Pointing data excerpts

• • • • •

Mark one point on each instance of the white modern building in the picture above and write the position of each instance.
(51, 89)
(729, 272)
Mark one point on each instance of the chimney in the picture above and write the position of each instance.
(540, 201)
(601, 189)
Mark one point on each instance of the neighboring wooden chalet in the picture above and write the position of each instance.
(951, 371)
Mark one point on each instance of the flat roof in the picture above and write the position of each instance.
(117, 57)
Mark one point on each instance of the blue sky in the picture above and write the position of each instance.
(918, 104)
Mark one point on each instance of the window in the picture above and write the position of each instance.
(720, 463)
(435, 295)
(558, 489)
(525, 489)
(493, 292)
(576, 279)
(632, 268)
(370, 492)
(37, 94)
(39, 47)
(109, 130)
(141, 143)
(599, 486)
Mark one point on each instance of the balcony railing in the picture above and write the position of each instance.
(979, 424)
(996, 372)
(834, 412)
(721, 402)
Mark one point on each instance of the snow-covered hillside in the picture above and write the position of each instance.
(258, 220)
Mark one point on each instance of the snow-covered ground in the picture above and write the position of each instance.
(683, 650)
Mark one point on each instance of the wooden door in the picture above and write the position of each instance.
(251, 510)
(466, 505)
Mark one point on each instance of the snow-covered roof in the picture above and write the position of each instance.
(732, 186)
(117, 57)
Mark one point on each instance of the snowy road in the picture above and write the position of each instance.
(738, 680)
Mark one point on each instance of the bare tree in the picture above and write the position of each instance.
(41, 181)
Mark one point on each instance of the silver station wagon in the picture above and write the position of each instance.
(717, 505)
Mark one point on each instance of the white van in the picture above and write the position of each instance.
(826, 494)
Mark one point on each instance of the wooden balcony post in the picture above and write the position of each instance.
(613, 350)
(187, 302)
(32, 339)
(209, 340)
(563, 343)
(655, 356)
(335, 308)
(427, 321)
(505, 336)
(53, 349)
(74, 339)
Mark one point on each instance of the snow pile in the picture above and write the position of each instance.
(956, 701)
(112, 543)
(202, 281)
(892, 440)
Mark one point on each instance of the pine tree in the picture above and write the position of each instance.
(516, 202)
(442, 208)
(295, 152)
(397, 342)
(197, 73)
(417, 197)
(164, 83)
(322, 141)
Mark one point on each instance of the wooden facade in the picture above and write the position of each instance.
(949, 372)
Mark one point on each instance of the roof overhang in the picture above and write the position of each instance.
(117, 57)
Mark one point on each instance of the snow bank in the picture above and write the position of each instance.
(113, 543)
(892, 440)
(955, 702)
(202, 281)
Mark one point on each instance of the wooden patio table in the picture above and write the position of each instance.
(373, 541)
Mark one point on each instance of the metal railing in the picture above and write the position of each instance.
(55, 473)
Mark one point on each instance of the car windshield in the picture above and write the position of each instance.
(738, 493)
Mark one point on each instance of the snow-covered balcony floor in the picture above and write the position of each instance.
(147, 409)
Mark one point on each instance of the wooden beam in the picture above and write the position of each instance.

• • • • •

WHAT YOU ARE ASKED TO DO
Scale the listing from the line containing "Mark one point on each instance of the snow-covered roof" through its final line, reproducing every one of those lines with its requests. Multiply each coordinate in the answers by 1.75 and round to whole numbers, with halves rounded up.

WRITTEN ANSWER
Mark one point on each instance of the snow-covered roof in the picture above and write the position of each instance.
(1281, 326)
(205, 100)
Mark one point on each instance of the snowy road in the picture above and write the position of each instance.
(1292, 1190)
Mark one point on each instance of the bare tree in the picture above and write the position of each instance.
(72, 317)
Mark one point on each instance of the silver station wagon in the picture above and write the position of each instance.
(1255, 884)
Mark one point on each instance of the white van in the picture above and write the position of each instance.
(1446, 865)
Mark one point on each instance of the wooden balcony post in the picture above and write the position of each instance.
(1073, 613)
(327, 529)
(56, 593)
(366, 595)
(985, 600)
(1146, 623)
(586, 539)
(747, 562)
(884, 588)
(93, 611)
(130, 593)
Mark one point on each instance of the snow pile in the picture above and write the position of each instance.
(1673, 1227)
(196, 950)
(354, 492)
(1561, 770)
Mark one point on each instance of the pine tree in the picture above and write the position of each instance.
(903, 354)
(774, 364)
(516, 266)
(695, 599)
(345, 128)
(730, 345)
(287, 145)
(564, 247)
Mark one point on each instance of the wooden facade in the picture above and write the position of each instance.
(1661, 651)
Mark one point on each instance of the roof overhang in the picture above and write the position of each instance.
(205, 100)
Mark one point on each instance of the snow bank in the picture above and write the position of each instance.
(198, 950)
(1561, 770)
(1671, 1229)
(354, 492)
Mark one point on each instance of the wooden patio table in the picture above and write the position of each instance.
(653, 947)
Mark one point on each instance of the metal railing in the picture above and write the position of each instance.
(96, 828)
Mark one point on each instance of the car windshield in the picture above and write the position of each instance.
(1292, 863)
Mark one point on each instance of the snow-covered balcony floor in the picture above and write the position of each instance.
(257, 716)
Mark one point on each instance of the wooden beam in the picture above and write the position of each instance.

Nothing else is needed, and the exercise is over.